## GIVEN DATA
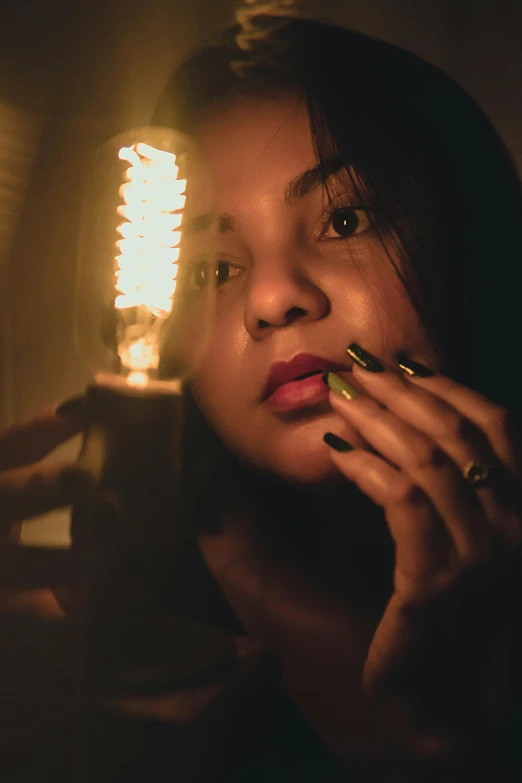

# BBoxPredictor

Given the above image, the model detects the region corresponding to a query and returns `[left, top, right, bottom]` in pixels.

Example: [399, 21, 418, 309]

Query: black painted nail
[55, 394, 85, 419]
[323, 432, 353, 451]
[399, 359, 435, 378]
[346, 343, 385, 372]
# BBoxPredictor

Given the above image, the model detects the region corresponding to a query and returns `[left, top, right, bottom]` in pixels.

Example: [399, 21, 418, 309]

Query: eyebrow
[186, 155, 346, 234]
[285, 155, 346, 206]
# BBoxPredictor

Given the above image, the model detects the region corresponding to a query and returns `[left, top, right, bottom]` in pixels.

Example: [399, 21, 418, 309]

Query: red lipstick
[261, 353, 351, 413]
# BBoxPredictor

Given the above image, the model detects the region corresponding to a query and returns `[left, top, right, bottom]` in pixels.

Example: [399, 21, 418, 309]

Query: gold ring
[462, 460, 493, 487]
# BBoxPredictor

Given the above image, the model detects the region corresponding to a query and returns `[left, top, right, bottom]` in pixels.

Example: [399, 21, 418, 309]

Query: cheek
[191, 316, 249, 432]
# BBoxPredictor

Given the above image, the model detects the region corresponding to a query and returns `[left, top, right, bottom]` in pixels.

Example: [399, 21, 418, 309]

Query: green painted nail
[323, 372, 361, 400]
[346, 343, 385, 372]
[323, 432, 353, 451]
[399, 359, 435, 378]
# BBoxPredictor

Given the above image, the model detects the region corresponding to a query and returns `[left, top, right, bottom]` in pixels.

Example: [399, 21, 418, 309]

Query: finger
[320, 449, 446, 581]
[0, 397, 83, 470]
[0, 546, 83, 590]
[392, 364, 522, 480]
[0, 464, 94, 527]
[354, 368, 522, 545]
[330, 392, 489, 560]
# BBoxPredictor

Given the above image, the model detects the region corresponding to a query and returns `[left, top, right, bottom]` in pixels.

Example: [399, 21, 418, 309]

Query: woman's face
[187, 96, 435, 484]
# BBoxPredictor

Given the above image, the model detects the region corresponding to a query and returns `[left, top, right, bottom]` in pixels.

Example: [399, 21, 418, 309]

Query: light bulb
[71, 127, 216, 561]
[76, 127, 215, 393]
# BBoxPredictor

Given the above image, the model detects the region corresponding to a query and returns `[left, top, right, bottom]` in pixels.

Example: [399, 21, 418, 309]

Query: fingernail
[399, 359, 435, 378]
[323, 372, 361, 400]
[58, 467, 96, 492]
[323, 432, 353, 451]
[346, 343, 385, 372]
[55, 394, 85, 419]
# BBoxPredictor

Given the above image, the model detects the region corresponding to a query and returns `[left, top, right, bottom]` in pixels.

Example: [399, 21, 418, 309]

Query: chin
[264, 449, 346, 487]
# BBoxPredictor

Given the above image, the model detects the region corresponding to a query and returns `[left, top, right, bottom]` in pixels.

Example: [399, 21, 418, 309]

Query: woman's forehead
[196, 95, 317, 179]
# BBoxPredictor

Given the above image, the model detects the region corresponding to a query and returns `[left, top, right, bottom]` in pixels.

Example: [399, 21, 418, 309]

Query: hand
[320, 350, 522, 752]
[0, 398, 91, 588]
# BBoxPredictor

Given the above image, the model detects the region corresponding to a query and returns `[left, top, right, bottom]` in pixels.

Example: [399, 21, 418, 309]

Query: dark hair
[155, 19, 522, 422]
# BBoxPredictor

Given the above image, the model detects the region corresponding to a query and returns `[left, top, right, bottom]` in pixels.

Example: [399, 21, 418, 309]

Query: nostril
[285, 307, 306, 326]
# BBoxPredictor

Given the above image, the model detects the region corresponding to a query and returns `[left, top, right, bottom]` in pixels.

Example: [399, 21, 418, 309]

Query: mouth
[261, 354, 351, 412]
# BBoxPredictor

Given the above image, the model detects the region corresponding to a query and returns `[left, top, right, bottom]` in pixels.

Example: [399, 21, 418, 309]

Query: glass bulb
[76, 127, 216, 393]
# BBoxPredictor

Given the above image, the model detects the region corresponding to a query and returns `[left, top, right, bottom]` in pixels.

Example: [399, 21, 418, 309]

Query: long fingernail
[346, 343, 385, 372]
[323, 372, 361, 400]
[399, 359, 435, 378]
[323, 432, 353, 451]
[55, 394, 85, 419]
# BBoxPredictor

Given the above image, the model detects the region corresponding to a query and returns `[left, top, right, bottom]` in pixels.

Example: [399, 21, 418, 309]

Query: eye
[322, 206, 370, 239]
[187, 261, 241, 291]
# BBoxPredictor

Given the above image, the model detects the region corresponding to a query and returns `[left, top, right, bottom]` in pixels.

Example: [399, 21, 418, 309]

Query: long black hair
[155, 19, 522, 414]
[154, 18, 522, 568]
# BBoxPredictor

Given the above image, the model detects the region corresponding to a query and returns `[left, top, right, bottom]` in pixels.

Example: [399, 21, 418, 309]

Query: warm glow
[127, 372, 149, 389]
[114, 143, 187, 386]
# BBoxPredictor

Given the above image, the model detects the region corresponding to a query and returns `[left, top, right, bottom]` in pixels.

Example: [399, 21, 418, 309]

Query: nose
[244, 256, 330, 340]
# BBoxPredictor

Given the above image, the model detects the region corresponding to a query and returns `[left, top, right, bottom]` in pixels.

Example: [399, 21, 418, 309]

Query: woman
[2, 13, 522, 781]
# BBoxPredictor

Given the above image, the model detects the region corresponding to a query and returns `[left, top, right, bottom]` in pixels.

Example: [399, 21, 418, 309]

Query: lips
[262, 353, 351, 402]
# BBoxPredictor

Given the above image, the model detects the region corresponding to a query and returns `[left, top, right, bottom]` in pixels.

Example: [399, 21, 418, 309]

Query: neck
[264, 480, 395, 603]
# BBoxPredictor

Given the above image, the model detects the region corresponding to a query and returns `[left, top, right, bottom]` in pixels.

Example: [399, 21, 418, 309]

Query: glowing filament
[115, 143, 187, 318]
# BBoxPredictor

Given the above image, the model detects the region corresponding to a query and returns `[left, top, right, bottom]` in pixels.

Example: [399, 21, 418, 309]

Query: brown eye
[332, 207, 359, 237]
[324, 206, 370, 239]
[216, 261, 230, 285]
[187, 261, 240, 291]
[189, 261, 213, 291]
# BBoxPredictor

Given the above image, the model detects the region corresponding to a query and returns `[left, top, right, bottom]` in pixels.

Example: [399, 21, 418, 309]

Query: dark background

## THE TASK
Collect every line in the records above that contains the string "woman", and copy each one in full. Case counts.

## RESULT FOR THIS EXERCISE
Query: woman's face
Query: woman's forehead
Query: woman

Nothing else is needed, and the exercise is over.